▶ **EXERCISE GOAL**: Below are some records; retype all of them exactly.

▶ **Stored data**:

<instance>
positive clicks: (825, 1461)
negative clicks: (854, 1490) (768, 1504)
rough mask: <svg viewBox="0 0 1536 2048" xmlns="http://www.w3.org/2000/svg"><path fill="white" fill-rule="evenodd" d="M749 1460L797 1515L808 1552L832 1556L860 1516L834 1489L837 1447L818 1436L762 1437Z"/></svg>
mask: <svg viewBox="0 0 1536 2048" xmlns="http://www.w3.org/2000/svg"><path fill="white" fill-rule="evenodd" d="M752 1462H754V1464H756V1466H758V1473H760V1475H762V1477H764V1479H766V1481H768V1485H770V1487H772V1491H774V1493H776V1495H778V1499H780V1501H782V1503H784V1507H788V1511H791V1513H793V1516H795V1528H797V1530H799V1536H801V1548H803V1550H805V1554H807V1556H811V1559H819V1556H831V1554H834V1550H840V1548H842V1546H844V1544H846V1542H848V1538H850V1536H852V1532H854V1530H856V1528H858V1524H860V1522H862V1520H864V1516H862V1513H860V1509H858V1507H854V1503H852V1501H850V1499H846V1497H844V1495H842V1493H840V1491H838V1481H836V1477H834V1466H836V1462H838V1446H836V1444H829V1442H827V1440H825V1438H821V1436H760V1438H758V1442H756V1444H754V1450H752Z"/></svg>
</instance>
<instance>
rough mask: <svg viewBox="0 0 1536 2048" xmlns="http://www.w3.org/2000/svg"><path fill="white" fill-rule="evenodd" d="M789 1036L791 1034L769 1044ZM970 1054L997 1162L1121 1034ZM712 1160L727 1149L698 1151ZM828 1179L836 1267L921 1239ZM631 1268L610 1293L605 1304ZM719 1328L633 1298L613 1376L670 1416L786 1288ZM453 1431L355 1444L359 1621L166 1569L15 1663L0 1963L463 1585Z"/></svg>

▶ **RESULT FOR THIS EXERCISE**:
<instance>
positive clicks: (825, 1461)
negative clicks: (854, 1490) (768, 1504)
rough mask: <svg viewBox="0 0 1536 2048" xmlns="http://www.w3.org/2000/svg"><path fill="white" fill-rule="evenodd" d="M749 1460L797 1515L808 1552L832 1556L860 1516L834 1489L837 1447L818 1436L762 1437Z"/></svg>
mask: <svg viewBox="0 0 1536 2048" xmlns="http://www.w3.org/2000/svg"><path fill="white" fill-rule="evenodd" d="M752 1462H754V1464H756V1466H758V1473H760V1475H762V1477H764V1479H766V1481H768V1485H770V1487H772V1491H774V1493H776V1495H778V1499H780V1501H782V1503H784V1507H788V1511H791V1513H793V1516H795V1528H797V1530H799V1536H801V1548H803V1550H805V1554H807V1556H811V1559H819V1556H831V1554H834V1550H840V1548H842V1546H844V1544H846V1542H848V1538H850V1536H852V1532H854V1530H856V1528H858V1524H860V1522H862V1520H864V1516H862V1513H860V1509H858V1507H854V1503H852V1501H850V1499H846V1497H844V1495H842V1493H840V1491H838V1481H836V1477H834V1466H836V1462H838V1446H836V1444H829V1442H827V1440H825V1438H821V1436H760V1438H758V1442H756V1444H754V1450H752Z"/></svg>
</instance>
<instance>
rough mask: <svg viewBox="0 0 1536 2048" xmlns="http://www.w3.org/2000/svg"><path fill="white" fill-rule="evenodd" d="M789 1036L791 1034L769 1044ZM970 1054L997 1162L1121 1034ZM712 1160L727 1149L698 1151ZM828 1179L836 1267L921 1239ZM631 1268L610 1293L605 1304ZM719 1328L633 1298L613 1376L670 1416L786 1288ZM453 1431L355 1444L359 1621L166 1569L15 1663L0 1963L463 1585Z"/></svg>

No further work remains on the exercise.